_Kısa alıştırma_
Aşağıdaki kayıtların tüm satırlarını hiçbir değişiklik yapmadan yazıya geçirin, resimleri ise cevabın dışında bırakın.

────────────────────

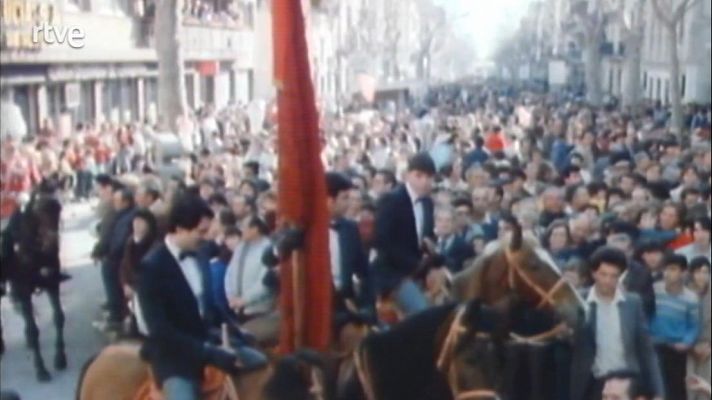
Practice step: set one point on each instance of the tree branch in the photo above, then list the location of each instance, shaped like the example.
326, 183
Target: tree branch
661, 14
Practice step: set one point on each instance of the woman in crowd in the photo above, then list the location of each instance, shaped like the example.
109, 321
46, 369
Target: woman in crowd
145, 233
557, 240
698, 362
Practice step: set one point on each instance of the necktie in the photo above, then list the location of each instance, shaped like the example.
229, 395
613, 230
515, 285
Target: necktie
241, 268
187, 254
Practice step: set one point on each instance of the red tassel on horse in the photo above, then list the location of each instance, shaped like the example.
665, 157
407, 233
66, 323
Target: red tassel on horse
306, 290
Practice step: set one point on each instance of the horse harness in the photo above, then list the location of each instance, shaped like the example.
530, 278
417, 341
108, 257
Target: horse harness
447, 367
514, 270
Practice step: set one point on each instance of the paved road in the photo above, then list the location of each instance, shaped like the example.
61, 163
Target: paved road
80, 297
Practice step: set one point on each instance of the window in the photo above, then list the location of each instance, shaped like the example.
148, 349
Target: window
77, 5
683, 86
109, 6
667, 91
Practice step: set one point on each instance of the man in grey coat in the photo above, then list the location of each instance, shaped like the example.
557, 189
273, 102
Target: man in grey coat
614, 335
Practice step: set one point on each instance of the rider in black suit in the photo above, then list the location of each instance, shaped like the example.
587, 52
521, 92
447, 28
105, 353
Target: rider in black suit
403, 220
348, 259
174, 300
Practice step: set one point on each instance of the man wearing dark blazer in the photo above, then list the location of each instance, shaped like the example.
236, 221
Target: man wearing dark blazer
174, 300
614, 335
348, 259
120, 232
404, 219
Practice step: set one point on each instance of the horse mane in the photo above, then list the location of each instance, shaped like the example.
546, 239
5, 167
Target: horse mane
401, 361
467, 284
82, 374
291, 380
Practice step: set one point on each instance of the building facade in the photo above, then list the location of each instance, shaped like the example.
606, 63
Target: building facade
694, 53
112, 74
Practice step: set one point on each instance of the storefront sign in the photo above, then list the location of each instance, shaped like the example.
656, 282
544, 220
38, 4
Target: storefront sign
19, 19
72, 95
208, 68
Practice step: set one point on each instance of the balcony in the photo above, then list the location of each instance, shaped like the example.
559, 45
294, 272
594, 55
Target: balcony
210, 42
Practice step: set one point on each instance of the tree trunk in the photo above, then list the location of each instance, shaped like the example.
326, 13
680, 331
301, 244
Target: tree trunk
676, 124
631, 70
592, 65
172, 97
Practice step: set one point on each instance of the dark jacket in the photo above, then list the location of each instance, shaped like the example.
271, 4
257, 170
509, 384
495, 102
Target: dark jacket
176, 344
638, 280
101, 248
455, 251
640, 355
354, 263
120, 234
133, 253
399, 250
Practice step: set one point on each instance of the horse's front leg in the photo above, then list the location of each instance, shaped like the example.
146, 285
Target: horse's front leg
32, 333
60, 357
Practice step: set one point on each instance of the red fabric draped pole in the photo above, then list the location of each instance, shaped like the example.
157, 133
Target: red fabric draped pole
306, 288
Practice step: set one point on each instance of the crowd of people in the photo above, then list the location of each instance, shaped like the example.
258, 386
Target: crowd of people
621, 204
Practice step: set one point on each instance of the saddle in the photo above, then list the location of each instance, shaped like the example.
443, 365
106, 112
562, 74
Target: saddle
217, 385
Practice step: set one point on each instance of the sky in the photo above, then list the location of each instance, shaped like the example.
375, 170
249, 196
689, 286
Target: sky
485, 22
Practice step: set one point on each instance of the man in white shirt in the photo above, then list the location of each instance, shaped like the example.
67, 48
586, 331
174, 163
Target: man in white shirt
245, 287
614, 336
404, 218
173, 301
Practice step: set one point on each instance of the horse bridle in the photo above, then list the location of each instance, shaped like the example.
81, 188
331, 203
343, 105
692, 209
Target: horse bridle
447, 367
547, 297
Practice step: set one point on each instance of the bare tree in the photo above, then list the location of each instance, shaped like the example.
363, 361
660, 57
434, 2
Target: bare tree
671, 14
172, 97
630, 14
592, 18
432, 22
391, 40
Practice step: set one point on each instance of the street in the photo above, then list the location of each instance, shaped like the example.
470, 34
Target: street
80, 297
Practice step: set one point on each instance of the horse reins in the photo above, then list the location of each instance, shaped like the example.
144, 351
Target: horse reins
447, 367
547, 297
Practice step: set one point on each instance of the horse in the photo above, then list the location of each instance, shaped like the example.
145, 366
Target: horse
517, 274
518, 281
119, 373
519, 278
30, 255
444, 353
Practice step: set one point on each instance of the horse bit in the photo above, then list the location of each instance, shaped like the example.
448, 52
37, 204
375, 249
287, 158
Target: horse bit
446, 366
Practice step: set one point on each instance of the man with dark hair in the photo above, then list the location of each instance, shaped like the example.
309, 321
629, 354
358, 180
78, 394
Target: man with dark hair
700, 247
243, 207
248, 295
620, 386
349, 262
614, 335
174, 302
676, 325
383, 182
120, 232
403, 220
637, 279
478, 155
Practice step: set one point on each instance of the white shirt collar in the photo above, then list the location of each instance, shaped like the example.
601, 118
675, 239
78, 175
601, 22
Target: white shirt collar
413, 196
173, 248
619, 297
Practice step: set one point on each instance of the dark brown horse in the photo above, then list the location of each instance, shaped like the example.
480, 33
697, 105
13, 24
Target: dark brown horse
118, 373
30, 260
456, 352
518, 272
443, 353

────────────────────

_Görevin çözümü_
Practice step: set one point on each instance of the tree branch in the photo above, then list the location of each instance, shaped like the example.
326, 183
Target: tree branch
661, 14
Practice step: set one point on each instance of the woman in crowd in the photo above, then list the location of each instance, shaped like the example.
109, 321
46, 369
Target: woman in crowd
145, 233
557, 240
698, 362
Practice step: set one point on each instance of the necktie in the photo above, then list the location of each instance, shaped like the example.
229, 395
613, 230
515, 285
Target: necktie
241, 268
187, 254
Practice step: set one point on each instance of the red tassel on horse in the photo above, then list the location of each instance, shaped like the example.
665, 157
407, 233
66, 323
Target: red tassel on horse
306, 290
Practice step: set one point on each instance of the horse harness in the photo above, then list the location of each instance, shaped like the example.
530, 278
417, 341
108, 257
Target: horse harness
447, 367
514, 270
Practice step: set one point on each instance of the paved road in the photo above, then list the location of each instance, shaped like the example.
61, 163
Target: paved road
80, 297
Practice step: set one point on each instance of the window in the photo above, then list the location of each instance, shaped like the example.
148, 349
Target: window
77, 5
683, 86
109, 6
667, 91
Practice step: set one point on each instance of the man in grey coat in the photo above, then list the location of each instance, shaped like the example.
557, 189
273, 102
Target: man in grey coat
614, 335
Practice step: set one point on each instance of the rider in black suit in the photo above, then list the location of each instance, shaped like the example.
587, 52
521, 92
447, 28
105, 353
Target: rider in black suit
403, 220
348, 259
174, 300
Practice step: set one point on each instance of the man wearing dark blazer in the photo above, then list the location of each instance, shaped like the example.
236, 221
Target: man wearing dark blazer
174, 300
614, 335
348, 259
120, 232
404, 219
Practice step: set one point on each instance of the horse mane in the photo above, then list the location of each instance, shaped like the example.
546, 239
5, 167
Target: horse mane
401, 361
467, 284
82, 374
291, 380
Practice step: set one point on each instance of the building facade in the photo above, then list the location of each instance, shaped like the example.
606, 63
Target: building facade
694, 53
112, 74
Practice step: set one point on each instance of the storefront sign in the photo above, then list the location of each instance, shaped like the example.
656, 282
544, 220
38, 4
Target: storefront sign
19, 19
72, 95
208, 68
Practice step: set one point on each instance of the balcony in the photo above, then list the location of each instance, shaped like the example.
559, 45
294, 272
594, 55
Target: balcony
210, 42
Practice step: set one point on each instance of the tree trunk in the photo above, then list the location of each instance, shaped like the example.
326, 13
680, 331
301, 244
Target: tree trunk
676, 124
631, 70
592, 65
172, 97
Practice step: set one point on each instance of the dark jacket in the photo above, then list the location of each instance, shaped like the example.
271, 4
257, 170
509, 384
495, 102
Target: dark jacket
176, 344
638, 280
101, 248
455, 251
640, 355
354, 263
120, 234
133, 253
399, 250
Practice step: set one point on each instance of the horse's front leg in the photo above, then list the location of each instance, shaped like the example.
146, 285
Target: horse's front leg
32, 333
60, 357
Practice step: set one point on each instance of the red fabric draped pole in the photo above, then list the location of each instance, shaped like the example.
157, 133
Target: red fabric draped pole
306, 288
Practice step: set one point on each instance of the crowd of people in the photo above, then list the location of each instance, shaped like the example.
258, 386
Target: crowd of people
621, 204
Practice step: set one point on each instance of the saddle in the photo above, then list the location of each instance, shaped like the example.
443, 365
106, 112
562, 74
Target: saddle
217, 385
Practice step: set one point on each instance of the sky in the photo above, then list the location of each instance, shaped like the example.
375, 170
249, 196
689, 286
Target: sky
485, 22
Practice step: set one point on each instance of the man in white shirt in the photo above, then list the location of each instance, shaped like the example.
67, 48
586, 331
174, 163
Target: man in white shirt
245, 287
614, 336
404, 218
173, 301
Practice step: set one point on each instance of the horse bridle in the photo above, then list the location of each instance, shaped like the example.
81, 188
331, 203
343, 105
692, 209
Target: horse bridle
447, 367
547, 297
Practice step: set one point on each instance of the bare tree in the photo above, then list the location of each instance, shaped like the example.
363, 361
660, 57
434, 2
Target: bare tree
671, 14
172, 97
630, 14
592, 18
432, 22
391, 40
Practice step: set one point on each instance of the street in the photo above, then list the location of each instance, shaped like the example.
470, 34
Target: street
80, 297
Practice step: set one point on each instance of the horse reins in the photo above, then list the location of each instance, shaped like the example.
144, 351
Target: horse reins
447, 367
547, 297
Practice step: set one point on each instance of the horse in the photo above, then list the location of each instance, shaped like the example.
145, 366
Target: horse
517, 274
518, 281
119, 373
519, 278
30, 255
444, 353
Practice step: set one point on each instance of the horse bit in the photo above, then list the location of each instance, shaped like the example.
448, 52
37, 204
375, 249
287, 158
Target: horse bit
446, 366
Practice step: set one point on each instance of the man with dark hair in the photo above, then list the location of each instance, shaped like the example.
309, 321
629, 354
358, 180
78, 394
Target: man with dark hair
700, 247
243, 207
248, 295
620, 386
349, 262
614, 335
174, 302
676, 325
383, 182
120, 232
403, 220
637, 279
478, 155
Practice step: set one point on each instance of the white shirt collar in the photo above, then list the location of each instance, shaped like the example.
601, 118
675, 239
78, 175
601, 22
Target: white shirt collar
413, 196
173, 248
619, 297
Practice step: set one point on each instance of the dark brown horse in the photo above, then list the location of each instance, shaped like the example.
480, 33
697, 105
13, 24
Target: dark brown horse
118, 373
30, 260
456, 352
518, 272
443, 353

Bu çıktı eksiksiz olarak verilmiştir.